• **Instructions for the task**: List every body part that the text on carbohydrates and protein names as built from protein.
(Text passage)
Quick Carbohydrate Overview

Carbohydrates, as previous covered in An Athlete's Guide to Carbohydrates, are essential for an athlete’s performance. They are mandatory when trying to recover from the current day’s workout, and prepare for the next. Basic physiology tells us that carbohydrates are the easiest and fastest way for our body to create ATP.


Without carbohydrates, your body wouldn’t be able to reach intensities above 75% of your max heart rate. At high intensities your body is relying almost solely on carbohydrates since fat can’t produce ATP at a quick enough rate. Common sense tells you that if you can’t make enough ATP to maintain a certain intensity, you will run out of energy.

Quick Protein Overview

As we all know, protein is the building block of skeletal muscle, tendons, ligaments, bones and organs. When resistance training, you elicit a stress within your skeletal muscle, bones, tendons and ligaments. The stress of training  causes micro trauma within the tissue, which, if enough damage has occurred, will lead to soreness. No, the day after soreness is not caused by lactic acid that is still accumulated in your skeletal muscle. Your body is extremely efficient at clearing it.

The damage to the tissue, and the subsequent repair process, causes soreness. With physiology aside, the damage sets off a cascade of steps to rebuild and repair what has been damaged. The first thing your body does is to activate phagocytes to clear the dead or damaged cells. Immediately following phagocytosis, satelite cells are activated, and transform to fit the mold of the newly needed cells, or to repair those that have been damaged.
(End Text passage)
(Records shown)
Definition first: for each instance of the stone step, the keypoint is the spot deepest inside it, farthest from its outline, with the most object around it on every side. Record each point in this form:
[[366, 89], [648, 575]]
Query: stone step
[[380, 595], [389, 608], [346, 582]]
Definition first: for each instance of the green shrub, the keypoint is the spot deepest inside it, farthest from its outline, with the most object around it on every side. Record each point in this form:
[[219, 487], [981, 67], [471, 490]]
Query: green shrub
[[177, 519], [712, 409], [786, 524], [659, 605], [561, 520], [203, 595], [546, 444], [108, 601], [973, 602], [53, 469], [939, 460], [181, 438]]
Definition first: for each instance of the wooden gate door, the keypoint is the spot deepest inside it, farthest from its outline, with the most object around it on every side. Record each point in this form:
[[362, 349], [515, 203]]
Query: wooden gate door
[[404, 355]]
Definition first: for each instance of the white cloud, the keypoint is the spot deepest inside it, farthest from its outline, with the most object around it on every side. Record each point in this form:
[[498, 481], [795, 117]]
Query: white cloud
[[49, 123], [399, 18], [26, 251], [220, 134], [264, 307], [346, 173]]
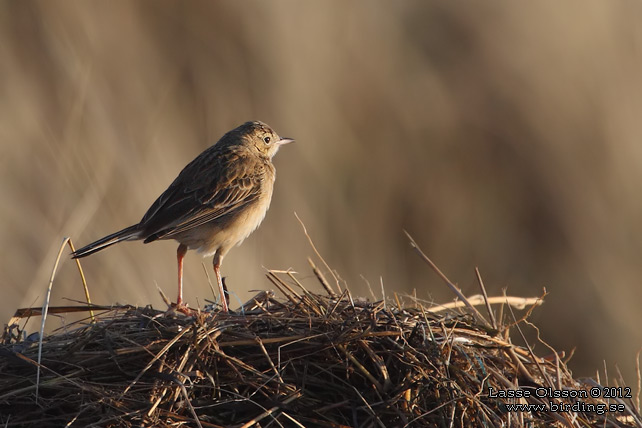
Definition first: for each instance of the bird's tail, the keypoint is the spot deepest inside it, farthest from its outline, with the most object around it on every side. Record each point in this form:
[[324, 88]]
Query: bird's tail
[[127, 234]]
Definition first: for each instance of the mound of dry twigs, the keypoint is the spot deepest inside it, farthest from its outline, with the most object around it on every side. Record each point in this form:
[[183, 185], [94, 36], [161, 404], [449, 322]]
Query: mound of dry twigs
[[307, 360]]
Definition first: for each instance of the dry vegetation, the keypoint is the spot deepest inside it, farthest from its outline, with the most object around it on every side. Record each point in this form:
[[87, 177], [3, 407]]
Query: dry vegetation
[[306, 360], [504, 135]]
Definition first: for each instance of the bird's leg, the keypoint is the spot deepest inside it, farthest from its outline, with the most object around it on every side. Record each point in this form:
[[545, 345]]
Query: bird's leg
[[180, 254], [219, 281]]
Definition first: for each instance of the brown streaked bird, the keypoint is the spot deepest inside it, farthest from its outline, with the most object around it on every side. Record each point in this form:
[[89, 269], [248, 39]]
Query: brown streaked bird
[[216, 201]]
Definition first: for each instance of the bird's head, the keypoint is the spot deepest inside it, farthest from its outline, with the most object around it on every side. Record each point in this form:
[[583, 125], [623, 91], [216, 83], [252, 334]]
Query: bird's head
[[261, 137]]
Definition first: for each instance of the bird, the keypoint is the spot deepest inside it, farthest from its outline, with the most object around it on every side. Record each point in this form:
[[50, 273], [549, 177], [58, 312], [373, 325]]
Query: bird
[[214, 203]]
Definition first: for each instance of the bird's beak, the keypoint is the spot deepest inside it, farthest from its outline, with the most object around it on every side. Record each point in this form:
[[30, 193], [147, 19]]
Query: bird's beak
[[284, 141]]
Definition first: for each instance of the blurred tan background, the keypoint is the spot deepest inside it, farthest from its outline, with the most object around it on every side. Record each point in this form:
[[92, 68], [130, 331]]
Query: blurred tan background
(End Records shown)
• **Answer to the problem**: Skeletal muscle, tendons, ligaments, bones, organs